## The data

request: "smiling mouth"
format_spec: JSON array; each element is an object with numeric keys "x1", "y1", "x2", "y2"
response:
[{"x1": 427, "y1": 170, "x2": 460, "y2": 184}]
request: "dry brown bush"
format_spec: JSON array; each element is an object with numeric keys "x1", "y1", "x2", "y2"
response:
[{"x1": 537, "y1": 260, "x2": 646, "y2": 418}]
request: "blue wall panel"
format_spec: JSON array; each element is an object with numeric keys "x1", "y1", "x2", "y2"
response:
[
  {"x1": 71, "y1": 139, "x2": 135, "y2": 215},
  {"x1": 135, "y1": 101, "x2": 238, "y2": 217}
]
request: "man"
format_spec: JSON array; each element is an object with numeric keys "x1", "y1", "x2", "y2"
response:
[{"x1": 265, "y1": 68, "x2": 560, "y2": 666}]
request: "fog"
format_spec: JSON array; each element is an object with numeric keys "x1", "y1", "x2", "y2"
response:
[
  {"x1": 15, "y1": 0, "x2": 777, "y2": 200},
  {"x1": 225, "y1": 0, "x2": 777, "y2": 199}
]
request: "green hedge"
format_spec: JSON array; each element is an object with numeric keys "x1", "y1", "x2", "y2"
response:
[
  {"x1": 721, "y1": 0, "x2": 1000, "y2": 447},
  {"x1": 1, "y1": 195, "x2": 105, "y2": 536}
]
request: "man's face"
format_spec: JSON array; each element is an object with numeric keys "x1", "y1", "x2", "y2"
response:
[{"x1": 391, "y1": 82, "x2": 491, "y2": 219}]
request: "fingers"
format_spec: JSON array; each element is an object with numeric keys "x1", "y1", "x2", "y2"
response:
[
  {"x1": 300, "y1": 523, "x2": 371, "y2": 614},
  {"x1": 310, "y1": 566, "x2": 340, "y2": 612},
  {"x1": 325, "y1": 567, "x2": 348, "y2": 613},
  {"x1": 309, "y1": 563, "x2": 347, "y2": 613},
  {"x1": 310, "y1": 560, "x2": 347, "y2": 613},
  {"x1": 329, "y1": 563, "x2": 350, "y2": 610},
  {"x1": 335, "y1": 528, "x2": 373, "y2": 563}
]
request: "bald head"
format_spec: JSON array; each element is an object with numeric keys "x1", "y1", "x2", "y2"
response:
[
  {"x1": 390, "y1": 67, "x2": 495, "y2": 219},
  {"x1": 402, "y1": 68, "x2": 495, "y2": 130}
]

## How to complete this task
Word for word, give the entire listing again.

## Response to the task
request: "smiling mouth"
format_spec: JSON array; each element is an object with numeric keys "x1", "y1", "x2", "y2"
response:
[{"x1": 427, "y1": 170, "x2": 460, "y2": 184}]
request: "dry brown bush"
format_spec: JSON array; each element is an object with numeric keys "x1", "y1", "x2", "y2"
response:
[{"x1": 537, "y1": 260, "x2": 646, "y2": 418}]
request: "blue wall panel"
format_spec: JSON array; each element is an object with numeric keys "x1", "y1", "x2", "y2"
response:
[
  {"x1": 71, "y1": 139, "x2": 135, "y2": 215},
  {"x1": 135, "y1": 101, "x2": 238, "y2": 217}
]
request: "man"
format_spec: JSON array; each element is an object with numeric keys "x1", "y1", "x2", "y2"
response:
[{"x1": 265, "y1": 68, "x2": 560, "y2": 666}]
request: "fog"
format_spec: JSON array; each element is an object with numeric keys "x1", "y1", "x2", "y2"
response:
[
  {"x1": 15, "y1": 0, "x2": 777, "y2": 200},
  {"x1": 225, "y1": 0, "x2": 777, "y2": 199}
]
request: "green hedge"
format_spec: JSON array; each element is an object with numeric keys "x1", "y1", "x2", "y2"
response:
[
  {"x1": 721, "y1": 0, "x2": 1000, "y2": 447},
  {"x1": 1, "y1": 195, "x2": 105, "y2": 536}
]
request: "man's face"
format_spec: JSON array; each element is an object with numeric keys "x1", "y1", "x2", "y2"
response:
[{"x1": 391, "y1": 82, "x2": 491, "y2": 219}]
request: "fingers"
format_spec: JSON array; each element is an object with numeric keys "x1", "y1", "x2", "y2"
response:
[
  {"x1": 300, "y1": 523, "x2": 371, "y2": 614},
  {"x1": 310, "y1": 566, "x2": 340, "y2": 612},
  {"x1": 325, "y1": 567, "x2": 348, "y2": 613},
  {"x1": 309, "y1": 563, "x2": 347, "y2": 613},
  {"x1": 310, "y1": 560, "x2": 347, "y2": 613},
  {"x1": 329, "y1": 563, "x2": 350, "y2": 610},
  {"x1": 335, "y1": 528, "x2": 373, "y2": 563}
]
request: "bald head"
format_spec: JSON array; each element is an object with numeric keys "x1", "y1", "x2", "y2"
response:
[
  {"x1": 390, "y1": 67, "x2": 495, "y2": 219},
  {"x1": 402, "y1": 68, "x2": 495, "y2": 130}
]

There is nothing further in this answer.